OBJETIVOS ▸
1. No trecho sobre Putin e o terrorismo, de que livro Ole Holsti é co-autor?
2. Copie do trecho sobre Putin e o terrorismo a parte que vai de "MÁRCIO SENNE DE" até "em alianças internacionais).".
3. Liste todas as pessoas cujo nome aparece no trecho sobre Putin e o terrorismo.

═════ TRECHO APRESENTADO ═════

MÁRCIO SENNE DE MORAES
DA REDAÇÃO

O presidente da Rússia, Vladimir Putin, buscará agora reiterar sua identidade de objetivo com seu colega americano, George W. Bush -"pôr fim ao terrorismo que ameaça a segurança nacional"-, porém uma linha tênue o separa de (mais) uma condenação internacional por violação aos direitos humanos, segundo analistas ouvidos pela Folha.
"Desde os atentados 11 de setembro, Putin dá um forte apoio ao combate liderado pelos EUA, deixando claro que a insurgência que enfrenta na Tchetchênia é uma ameaça similar à que pesa sobre os EUA, afirmou Ole Holsti, co-autor de "Unity and Disintegration in International Alliances" (unidade e desintegração em alianças internacionais).

═════ DADOS ═════

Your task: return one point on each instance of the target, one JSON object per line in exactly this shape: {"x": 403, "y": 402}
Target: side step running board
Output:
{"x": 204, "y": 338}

═════

SOLUÇÕES COMENTADAS ▸
1. "Unity and Disintegration in International Alliances" (unidade e desintegração em alianças internacionais).

2.
MÁRCIO SENNE DE MORAES
DA REDAÇÃO

O presidente da Rússia, Vladimir Putin, buscará agora reiterar sua identidade de objetivo com seu colega americano, George W. Bush -"pôr fim ao terrorismo que ameaça a segurança nacional"-, porém uma linha tênue o separa de (mais) uma condenação internacional por violação aos direitos humanos, segundo analistas ouvidos pela Folha.
"Desde os atentados 11 de setembro, Putin dá um forte apoio ao combate liderado pelos EUA, deixando claro que a insurgência que enfrenta na Tchetchênia é uma ameaça similar à que pesa sobre os EUA, afirmou Ole Holsti, co-autor de "Unity and Disintegration in International Alliances" (unidade e desintegração em alianças internacionais).

3. Márcio Senne de Moraes, Vladimir Putin, George W. Bush, Ole Holsti